**Problem:** In the listing that follows, copy out each line that includes the word "reddish".

**Data provided:**
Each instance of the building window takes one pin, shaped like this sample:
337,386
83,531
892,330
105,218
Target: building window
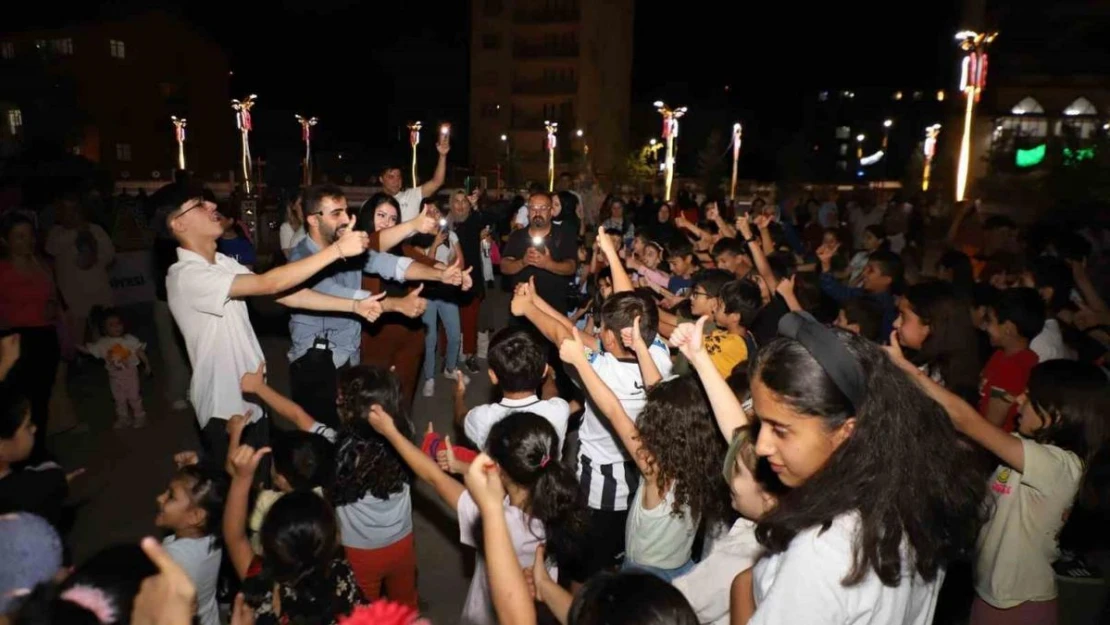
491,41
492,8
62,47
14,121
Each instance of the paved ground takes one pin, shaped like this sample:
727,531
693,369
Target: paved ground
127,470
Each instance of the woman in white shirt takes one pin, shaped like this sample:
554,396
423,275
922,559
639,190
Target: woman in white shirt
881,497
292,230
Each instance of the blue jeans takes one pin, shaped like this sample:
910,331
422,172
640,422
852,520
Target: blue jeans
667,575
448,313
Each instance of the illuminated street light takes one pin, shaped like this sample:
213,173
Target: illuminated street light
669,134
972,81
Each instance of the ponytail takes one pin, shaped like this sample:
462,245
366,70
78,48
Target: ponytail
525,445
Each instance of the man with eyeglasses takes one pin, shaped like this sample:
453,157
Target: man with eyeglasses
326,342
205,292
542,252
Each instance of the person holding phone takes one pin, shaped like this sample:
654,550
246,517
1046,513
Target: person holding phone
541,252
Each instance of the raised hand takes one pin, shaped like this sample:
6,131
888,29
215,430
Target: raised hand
* * *
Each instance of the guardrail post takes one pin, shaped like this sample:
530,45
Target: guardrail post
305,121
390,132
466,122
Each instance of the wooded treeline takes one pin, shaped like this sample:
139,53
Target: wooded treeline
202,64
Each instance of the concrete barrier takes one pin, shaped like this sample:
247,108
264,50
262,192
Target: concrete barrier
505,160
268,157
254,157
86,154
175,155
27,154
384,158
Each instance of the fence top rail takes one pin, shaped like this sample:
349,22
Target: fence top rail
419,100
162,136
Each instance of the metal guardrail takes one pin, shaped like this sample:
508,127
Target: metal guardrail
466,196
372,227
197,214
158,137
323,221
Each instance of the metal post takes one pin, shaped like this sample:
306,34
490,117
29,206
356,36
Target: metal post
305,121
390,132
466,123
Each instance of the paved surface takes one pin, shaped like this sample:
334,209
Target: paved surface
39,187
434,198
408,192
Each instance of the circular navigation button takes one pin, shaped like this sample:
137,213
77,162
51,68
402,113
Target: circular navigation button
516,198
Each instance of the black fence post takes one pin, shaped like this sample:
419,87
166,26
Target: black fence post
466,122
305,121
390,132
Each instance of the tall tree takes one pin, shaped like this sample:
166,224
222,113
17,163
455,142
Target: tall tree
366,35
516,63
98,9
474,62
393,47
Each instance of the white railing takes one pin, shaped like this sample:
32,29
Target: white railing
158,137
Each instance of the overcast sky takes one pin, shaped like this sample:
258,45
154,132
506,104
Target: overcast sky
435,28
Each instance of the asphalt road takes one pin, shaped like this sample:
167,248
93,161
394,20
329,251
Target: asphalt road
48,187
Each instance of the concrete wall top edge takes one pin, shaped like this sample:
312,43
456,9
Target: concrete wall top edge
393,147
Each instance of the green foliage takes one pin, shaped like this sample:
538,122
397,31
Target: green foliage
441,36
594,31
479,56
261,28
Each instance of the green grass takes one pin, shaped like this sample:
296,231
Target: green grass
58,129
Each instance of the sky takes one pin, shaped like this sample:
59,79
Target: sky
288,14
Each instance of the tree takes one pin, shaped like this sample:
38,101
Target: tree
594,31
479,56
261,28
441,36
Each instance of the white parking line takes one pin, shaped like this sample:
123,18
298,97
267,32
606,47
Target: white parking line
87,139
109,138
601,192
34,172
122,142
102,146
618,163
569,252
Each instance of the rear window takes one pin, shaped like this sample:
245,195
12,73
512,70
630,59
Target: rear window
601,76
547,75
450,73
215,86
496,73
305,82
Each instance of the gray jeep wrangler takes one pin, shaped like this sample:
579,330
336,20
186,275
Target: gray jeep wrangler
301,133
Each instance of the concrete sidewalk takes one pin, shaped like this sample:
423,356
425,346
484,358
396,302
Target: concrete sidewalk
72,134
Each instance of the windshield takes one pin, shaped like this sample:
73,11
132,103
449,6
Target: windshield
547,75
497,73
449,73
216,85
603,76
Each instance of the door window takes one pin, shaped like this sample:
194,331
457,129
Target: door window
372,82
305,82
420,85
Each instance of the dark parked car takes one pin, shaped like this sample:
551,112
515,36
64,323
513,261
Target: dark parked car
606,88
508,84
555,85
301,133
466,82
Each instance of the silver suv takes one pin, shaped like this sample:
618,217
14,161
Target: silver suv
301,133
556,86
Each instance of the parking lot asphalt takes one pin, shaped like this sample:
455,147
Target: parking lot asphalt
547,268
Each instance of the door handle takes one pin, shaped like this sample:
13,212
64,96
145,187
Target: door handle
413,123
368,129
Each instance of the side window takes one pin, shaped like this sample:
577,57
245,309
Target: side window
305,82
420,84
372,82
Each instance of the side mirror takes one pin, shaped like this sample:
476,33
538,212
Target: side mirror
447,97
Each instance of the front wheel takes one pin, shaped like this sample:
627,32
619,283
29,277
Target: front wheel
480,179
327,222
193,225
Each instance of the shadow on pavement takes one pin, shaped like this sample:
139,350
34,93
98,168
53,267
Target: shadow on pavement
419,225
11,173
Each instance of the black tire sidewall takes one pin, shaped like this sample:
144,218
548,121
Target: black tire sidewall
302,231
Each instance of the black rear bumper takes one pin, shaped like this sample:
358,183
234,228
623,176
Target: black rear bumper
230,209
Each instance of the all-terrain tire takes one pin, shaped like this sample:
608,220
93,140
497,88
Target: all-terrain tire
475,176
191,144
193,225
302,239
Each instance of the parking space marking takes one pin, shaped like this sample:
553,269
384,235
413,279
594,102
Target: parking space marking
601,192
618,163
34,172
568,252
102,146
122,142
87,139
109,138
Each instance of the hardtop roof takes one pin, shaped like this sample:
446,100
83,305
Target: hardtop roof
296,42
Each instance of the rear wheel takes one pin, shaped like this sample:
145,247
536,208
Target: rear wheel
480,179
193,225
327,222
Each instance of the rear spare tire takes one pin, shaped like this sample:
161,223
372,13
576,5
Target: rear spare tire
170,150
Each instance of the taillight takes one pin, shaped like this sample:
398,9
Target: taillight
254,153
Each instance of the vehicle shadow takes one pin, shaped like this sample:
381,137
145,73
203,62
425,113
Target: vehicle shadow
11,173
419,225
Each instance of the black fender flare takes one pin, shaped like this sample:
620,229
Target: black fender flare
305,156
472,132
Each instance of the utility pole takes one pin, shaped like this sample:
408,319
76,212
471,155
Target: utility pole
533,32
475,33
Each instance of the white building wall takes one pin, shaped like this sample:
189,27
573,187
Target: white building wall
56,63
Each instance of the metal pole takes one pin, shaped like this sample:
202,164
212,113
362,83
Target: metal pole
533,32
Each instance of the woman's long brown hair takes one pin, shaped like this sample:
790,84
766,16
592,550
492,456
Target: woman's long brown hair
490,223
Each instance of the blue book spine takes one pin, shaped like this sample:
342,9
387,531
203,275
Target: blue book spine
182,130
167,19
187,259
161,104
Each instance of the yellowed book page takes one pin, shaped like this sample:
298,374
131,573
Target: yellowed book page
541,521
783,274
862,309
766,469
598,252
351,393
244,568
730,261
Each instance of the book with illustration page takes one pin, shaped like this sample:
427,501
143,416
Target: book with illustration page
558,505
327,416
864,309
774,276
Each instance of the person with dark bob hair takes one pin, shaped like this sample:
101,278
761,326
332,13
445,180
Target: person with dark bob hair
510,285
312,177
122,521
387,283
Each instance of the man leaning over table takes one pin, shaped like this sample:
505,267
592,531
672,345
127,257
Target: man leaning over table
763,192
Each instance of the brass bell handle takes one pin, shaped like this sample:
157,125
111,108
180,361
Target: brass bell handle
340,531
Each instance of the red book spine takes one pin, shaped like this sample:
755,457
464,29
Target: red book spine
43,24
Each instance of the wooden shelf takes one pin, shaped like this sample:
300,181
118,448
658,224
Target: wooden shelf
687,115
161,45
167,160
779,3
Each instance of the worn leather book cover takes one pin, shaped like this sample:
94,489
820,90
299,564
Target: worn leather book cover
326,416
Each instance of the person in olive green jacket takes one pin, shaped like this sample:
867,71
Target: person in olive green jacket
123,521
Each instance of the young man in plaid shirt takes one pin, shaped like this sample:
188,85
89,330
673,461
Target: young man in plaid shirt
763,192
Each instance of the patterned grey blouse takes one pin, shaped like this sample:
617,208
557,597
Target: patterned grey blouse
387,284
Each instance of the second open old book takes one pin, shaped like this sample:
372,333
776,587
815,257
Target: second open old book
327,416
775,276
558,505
...
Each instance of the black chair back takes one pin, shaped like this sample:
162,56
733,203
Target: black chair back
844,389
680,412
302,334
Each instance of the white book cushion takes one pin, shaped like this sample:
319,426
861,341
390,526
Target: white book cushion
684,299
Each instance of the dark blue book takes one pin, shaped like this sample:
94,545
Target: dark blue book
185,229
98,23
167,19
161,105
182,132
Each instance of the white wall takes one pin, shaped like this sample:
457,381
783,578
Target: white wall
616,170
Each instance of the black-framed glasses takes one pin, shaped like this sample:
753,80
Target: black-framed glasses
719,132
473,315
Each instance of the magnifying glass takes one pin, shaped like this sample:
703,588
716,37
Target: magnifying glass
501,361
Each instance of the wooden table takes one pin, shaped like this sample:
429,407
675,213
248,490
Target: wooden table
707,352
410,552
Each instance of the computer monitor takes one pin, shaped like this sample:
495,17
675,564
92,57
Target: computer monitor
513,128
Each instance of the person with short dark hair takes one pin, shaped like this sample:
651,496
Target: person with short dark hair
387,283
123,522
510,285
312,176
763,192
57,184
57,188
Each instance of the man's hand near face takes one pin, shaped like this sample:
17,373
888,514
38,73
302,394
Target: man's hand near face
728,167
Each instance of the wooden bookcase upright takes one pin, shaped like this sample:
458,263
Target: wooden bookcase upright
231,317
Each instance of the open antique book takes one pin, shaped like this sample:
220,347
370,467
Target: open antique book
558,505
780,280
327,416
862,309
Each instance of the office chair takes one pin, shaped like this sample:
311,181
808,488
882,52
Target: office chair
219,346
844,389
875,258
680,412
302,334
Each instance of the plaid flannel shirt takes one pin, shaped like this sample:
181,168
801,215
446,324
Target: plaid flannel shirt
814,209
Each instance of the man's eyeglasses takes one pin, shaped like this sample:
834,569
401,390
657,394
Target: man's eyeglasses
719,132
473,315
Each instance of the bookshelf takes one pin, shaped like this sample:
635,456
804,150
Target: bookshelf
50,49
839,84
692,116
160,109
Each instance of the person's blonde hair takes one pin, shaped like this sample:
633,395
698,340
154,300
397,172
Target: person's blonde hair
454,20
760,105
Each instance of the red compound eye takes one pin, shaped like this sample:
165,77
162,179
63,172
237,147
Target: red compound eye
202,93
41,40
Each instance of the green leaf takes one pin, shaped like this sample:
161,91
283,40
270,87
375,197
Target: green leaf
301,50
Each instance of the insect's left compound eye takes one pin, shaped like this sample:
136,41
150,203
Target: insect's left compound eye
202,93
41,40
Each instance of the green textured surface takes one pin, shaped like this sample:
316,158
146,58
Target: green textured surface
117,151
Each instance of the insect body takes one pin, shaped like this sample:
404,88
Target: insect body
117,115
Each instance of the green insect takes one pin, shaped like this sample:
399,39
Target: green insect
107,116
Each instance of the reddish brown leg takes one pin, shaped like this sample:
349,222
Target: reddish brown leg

**Solution to this problem:**
Each instance of the reddish brown leg takes one pin, shaped like this sample:
Target: reddish brown leg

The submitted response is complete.